* _WHAT IS EXPECTED_: Omit every picture and return the rest of the data unaltered.

* _EXERCISE MATERIAL_:
▶
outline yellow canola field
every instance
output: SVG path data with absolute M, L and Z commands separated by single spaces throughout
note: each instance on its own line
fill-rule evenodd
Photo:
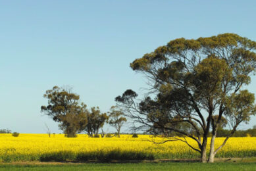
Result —
M 224 138 L 216 139 L 216 147 Z M 47 134 L 0 134 L 0 162 L 18 160 L 88 160 L 156 159 L 192 159 L 199 154 L 183 142 L 154 144 L 147 135 L 133 138 L 131 135 L 118 137 L 89 138 L 78 135 L 67 138 L 63 134 L 51 137 Z M 163 140 L 161 138 L 155 139 Z M 197 147 L 193 140 L 188 142 Z M 209 139 L 209 143 L 210 139 Z M 231 137 L 217 157 L 256 157 L 256 137 Z M 209 148 L 209 147 L 208 147 Z

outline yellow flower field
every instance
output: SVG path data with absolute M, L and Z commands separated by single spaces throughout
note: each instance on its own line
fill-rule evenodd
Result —
M 63 134 L 0 134 L 0 161 L 88 160 L 198 158 L 199 153 L 180 141 L 153 144 L 149 135 L 121 135 L 120 138 L 88 138 L 78 135 L 67 138 Z M 188 139 L 194 147 L 193 140 Z M 157 138 L 157 141 L 161 141 Z M 224 138 L 217 138 L 216 147 Z M 256 156 L 256 137 L 232 137 L 217 157 Z

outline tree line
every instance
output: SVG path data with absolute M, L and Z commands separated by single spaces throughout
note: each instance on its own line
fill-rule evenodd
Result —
◀
* _FULL RESPONSE_:
outline yellow canola field
every instance
output: SVG path data with absolute M, L and Z commands separated by single spaces throughout
note: each instance on its own line
fill-rule evenodd
Photo:
Result —
M 224 138 L 216 139 L 216 147 Z M 47 134 L 0 134 L 0 162 L 18 160 L 88 160 L 156 159 L 192 159 L 199 154 L 183 142 L 154 144 L 147 135 L 133 138 L 131 135 L 118 137 L 89 138 L 78 135 L 67 138 L 63 134 L 51 137 Z M 163 140 L 161 138 L 155 139 Z M 197 147 L 193 140 L 188 142 Z M 209 139 L 209 143 L 210 139 Z M 231 137 L 217 157 L 256 157 L 256 137 Z M 209 148 L 209 147 L 208 147 Z

outline yellow flower field
every instance
output: SVG path data with absolute M, L and Z commands separated by single spaces throughout
note: each instance on its own line
fill-rule evenodd
Result —
M 63 134 L 0 134 L 0 161 L 88 160 L 198 158 L 199 153 L 180 141 L 153 144 L 149 135 L 121 135 L 120 138 L 88 138 L 78 135 L 67 138 Z M 188 139 L 194 147 L 193 140 Z M 157 138 L 157 141 L 161 141 Z M 224 138 L 217 138 L 216 147 Z M 256 156 L 256 137 L 232 137 L 217 157 Z

outline tree line
every instance
output: SVG path data with absolute M, L and Z commands separated by single spaces throughout
note: each instance on its own line
fill-rule evenodd
Result —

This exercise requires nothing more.